─── Data entries ───
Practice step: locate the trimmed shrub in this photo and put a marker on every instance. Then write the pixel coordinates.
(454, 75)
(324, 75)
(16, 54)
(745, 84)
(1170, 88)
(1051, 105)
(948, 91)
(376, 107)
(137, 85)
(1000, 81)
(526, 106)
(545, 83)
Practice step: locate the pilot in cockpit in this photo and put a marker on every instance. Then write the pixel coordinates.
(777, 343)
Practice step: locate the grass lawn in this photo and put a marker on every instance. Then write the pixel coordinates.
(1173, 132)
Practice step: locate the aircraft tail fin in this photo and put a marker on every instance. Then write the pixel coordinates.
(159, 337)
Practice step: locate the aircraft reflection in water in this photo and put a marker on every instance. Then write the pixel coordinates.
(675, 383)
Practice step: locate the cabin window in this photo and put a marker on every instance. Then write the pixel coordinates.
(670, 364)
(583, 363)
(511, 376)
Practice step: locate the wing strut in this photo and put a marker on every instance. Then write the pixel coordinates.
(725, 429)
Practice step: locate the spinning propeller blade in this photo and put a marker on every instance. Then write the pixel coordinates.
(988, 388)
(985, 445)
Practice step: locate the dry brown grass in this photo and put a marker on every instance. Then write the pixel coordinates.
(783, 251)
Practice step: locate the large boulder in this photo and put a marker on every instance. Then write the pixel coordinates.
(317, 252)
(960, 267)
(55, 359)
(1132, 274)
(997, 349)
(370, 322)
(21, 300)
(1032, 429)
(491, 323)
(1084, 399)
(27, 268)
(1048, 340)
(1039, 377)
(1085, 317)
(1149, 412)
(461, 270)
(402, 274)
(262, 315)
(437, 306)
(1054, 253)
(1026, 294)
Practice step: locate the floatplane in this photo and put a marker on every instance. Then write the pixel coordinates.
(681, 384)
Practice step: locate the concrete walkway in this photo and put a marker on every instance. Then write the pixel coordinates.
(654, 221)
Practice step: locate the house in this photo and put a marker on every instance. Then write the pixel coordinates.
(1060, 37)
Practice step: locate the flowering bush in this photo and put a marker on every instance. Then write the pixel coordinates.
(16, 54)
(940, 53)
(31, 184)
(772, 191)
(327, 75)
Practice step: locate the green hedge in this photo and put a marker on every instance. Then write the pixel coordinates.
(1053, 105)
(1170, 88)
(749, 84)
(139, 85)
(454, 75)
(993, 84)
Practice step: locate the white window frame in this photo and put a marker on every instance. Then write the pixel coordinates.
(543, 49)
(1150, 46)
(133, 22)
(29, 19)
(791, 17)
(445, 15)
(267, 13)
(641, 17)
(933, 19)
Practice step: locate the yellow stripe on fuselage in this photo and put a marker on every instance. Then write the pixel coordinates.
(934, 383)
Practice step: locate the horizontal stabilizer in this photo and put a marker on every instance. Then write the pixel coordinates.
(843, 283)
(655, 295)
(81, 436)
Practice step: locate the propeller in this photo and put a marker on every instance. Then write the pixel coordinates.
───
### [Do this]
Can you format every line from the very start of the data through the line containing "(1173, 132)", both included, as a JSON list of strings with one string per line and blank lines omitted?

### [Exercise response]
[
  "Practice step: locate the trimmed shrub in this photo and put a marker on every instance. Then write the pixel coordinates.",
  "(454, 75)",
  "(324, 75)",
  "(16, 54)",
  "(745, 84)",
  "(1170, 88)",
  "(1051, 105)",
  "(948, 91)",
  "(376, 107)",
  "(137, 85)",
  "(1000, 81)",
  "(526, 106)",
  "(545, 83)",
  "Practice step: locate the pilot in cockpit in this photo and put a marker on every instance. Then write the pixel coordinates.",
  "(777, 343)",
  "Practice step: locate the grass lawn in this photo and put a marker on every instance. Then write the pixel coordinates.",
  "(1173, 132)"
]